### 目標
「Would you kindly put a point on the hoodie hood」を含む行から始め、「point(811, 962)」を含む行で終わる範囲の行だけを、「wooden door」を「oak door」に置き換えて書き直すこと。それ以外は一切変えない。

### 記録一覧
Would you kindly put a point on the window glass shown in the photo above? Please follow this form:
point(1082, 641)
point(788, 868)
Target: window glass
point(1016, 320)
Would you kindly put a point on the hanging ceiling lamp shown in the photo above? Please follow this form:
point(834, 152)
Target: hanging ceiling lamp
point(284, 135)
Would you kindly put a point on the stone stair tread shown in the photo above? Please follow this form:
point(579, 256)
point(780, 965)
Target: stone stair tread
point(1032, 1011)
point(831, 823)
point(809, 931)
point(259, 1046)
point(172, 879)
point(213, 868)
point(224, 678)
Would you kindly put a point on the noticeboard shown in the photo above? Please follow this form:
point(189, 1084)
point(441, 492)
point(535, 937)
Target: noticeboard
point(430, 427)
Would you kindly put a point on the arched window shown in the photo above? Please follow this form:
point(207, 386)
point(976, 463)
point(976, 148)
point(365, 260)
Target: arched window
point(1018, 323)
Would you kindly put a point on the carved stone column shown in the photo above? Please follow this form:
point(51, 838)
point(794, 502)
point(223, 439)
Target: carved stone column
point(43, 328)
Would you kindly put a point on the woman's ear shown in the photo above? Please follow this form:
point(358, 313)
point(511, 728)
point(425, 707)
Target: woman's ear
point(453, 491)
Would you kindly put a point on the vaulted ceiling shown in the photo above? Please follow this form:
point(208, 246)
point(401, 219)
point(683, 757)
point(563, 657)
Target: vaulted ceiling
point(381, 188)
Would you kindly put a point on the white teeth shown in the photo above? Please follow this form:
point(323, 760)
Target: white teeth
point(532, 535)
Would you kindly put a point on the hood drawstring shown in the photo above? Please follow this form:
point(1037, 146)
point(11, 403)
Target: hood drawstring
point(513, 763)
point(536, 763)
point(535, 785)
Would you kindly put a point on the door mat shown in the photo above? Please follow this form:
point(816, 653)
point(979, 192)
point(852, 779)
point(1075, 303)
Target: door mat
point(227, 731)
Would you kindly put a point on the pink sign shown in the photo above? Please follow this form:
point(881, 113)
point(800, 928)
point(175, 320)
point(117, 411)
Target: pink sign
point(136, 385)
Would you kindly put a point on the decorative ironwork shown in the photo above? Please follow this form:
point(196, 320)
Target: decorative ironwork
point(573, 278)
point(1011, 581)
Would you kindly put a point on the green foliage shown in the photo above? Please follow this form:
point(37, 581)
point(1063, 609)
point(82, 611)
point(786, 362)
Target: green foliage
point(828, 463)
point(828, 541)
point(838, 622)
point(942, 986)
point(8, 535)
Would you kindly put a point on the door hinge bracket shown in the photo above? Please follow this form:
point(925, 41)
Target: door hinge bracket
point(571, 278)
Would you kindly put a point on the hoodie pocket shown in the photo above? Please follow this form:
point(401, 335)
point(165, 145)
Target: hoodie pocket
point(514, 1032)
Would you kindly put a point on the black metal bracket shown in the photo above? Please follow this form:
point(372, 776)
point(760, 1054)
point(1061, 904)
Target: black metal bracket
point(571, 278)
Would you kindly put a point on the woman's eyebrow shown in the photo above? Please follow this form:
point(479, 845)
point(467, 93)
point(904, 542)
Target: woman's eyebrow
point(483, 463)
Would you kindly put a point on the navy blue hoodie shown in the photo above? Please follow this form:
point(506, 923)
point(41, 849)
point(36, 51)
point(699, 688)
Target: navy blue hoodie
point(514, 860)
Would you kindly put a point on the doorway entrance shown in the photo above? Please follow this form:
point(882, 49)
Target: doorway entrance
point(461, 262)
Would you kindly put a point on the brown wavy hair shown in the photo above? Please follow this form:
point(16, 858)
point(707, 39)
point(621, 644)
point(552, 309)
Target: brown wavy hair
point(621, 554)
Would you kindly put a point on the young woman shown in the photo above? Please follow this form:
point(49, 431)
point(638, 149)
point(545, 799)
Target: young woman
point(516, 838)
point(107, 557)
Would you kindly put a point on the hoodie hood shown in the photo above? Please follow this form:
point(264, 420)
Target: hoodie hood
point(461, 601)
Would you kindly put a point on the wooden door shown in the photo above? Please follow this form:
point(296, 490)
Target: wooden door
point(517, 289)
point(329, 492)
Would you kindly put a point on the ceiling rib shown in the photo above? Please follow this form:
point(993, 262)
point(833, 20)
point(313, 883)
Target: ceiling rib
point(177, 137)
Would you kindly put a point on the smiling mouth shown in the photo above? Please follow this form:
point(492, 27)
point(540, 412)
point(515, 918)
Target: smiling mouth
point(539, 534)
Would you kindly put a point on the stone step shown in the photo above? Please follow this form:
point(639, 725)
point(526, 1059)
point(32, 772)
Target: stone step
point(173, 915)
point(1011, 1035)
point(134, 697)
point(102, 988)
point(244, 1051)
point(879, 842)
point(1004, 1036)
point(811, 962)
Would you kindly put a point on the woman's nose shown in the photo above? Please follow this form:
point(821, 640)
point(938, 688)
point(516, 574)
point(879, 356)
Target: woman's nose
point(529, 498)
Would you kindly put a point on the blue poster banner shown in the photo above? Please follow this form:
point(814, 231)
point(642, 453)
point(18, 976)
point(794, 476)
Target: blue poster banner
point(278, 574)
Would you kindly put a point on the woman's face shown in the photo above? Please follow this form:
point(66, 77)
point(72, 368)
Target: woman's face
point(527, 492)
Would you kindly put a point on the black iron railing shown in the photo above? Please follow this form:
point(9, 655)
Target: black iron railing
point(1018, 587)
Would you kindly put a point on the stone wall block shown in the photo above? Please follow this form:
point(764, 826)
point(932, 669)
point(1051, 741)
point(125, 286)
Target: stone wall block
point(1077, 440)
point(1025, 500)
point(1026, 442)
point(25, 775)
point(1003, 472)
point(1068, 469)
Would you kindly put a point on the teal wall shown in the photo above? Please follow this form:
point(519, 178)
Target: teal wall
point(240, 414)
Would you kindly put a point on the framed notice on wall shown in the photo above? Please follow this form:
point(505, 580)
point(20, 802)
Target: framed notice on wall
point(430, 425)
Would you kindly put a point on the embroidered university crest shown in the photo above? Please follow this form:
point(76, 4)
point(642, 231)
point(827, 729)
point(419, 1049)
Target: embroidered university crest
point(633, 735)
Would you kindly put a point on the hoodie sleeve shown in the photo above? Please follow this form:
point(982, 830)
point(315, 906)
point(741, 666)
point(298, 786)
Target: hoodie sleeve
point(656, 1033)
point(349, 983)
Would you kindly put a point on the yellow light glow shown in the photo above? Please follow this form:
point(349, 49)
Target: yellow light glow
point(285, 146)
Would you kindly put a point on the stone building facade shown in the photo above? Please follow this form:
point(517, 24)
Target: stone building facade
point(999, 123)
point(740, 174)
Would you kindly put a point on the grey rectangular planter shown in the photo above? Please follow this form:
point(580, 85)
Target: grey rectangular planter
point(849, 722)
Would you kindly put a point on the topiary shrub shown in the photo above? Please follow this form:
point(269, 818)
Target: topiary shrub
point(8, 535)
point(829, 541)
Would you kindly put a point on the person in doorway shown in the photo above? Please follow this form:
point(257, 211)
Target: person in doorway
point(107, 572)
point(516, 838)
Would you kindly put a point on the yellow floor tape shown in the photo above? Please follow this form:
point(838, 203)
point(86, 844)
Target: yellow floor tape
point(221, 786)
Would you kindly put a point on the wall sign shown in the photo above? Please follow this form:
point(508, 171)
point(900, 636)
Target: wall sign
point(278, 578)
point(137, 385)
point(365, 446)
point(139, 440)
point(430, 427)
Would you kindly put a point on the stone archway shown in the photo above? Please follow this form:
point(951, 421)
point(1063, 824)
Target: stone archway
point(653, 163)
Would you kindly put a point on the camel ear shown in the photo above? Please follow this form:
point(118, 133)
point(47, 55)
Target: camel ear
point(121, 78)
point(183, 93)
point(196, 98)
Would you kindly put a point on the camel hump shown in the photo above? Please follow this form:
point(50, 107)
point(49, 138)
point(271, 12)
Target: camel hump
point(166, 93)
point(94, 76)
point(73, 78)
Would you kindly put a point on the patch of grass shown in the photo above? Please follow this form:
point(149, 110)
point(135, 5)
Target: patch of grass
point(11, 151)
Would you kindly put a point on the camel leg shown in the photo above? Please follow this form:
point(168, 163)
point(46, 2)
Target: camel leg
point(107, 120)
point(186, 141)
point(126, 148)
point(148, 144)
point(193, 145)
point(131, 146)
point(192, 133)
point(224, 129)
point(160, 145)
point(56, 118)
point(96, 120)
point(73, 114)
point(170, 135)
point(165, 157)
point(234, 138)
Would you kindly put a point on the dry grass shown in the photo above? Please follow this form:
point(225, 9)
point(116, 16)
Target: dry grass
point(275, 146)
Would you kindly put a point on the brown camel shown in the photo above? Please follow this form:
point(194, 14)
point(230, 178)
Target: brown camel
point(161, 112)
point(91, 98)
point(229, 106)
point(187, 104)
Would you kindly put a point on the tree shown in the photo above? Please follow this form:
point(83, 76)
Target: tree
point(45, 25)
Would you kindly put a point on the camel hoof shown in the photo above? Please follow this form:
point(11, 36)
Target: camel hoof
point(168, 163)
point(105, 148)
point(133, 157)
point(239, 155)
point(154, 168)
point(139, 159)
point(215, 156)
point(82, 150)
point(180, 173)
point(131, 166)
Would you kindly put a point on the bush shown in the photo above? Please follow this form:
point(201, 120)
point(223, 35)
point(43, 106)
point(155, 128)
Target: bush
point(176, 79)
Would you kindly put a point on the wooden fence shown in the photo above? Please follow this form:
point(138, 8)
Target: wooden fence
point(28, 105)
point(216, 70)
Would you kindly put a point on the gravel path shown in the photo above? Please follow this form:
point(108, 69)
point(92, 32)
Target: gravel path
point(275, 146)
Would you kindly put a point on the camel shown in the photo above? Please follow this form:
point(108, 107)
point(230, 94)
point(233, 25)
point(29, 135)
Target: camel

### 本問の解答
Would you kindly put a point on the hoodie hood shown in the photo above? Please follow this form:
point(264, 420)
Target: hoodie hood
point(461, 601)
Would you kindly put a point on the oak door shown in the photo above? Please follow this form:
point(296, 490)
Target: oak door
point(517, 289)
point(329, 492)
Would you kindly put a point on the ceiling rib shown in the photo above? Please follow this form:
point(993, 262)
point(833, 20)
point(313, 883)
Target: ceiling rib
point(177, 137)
Would you kindly put a point on the smiling mouth shown in the photo above? Please follow this form:
point(492, 27)
point(540, 412)
point(515, 918)
Target: smiling mouth
point(539, 534)
Would you kindly put a point on the stone step shown in the photo above? Please follow this form:
point(639, 725)
point(526, 1059)
point(32, 772)
Target: stone step
point(173, 915)
point(1011, 1035)
point(134, 697)
point(102, 988)
point(244, 1051)
point(879, 842)
point(1004, 1036)
point(811, 962)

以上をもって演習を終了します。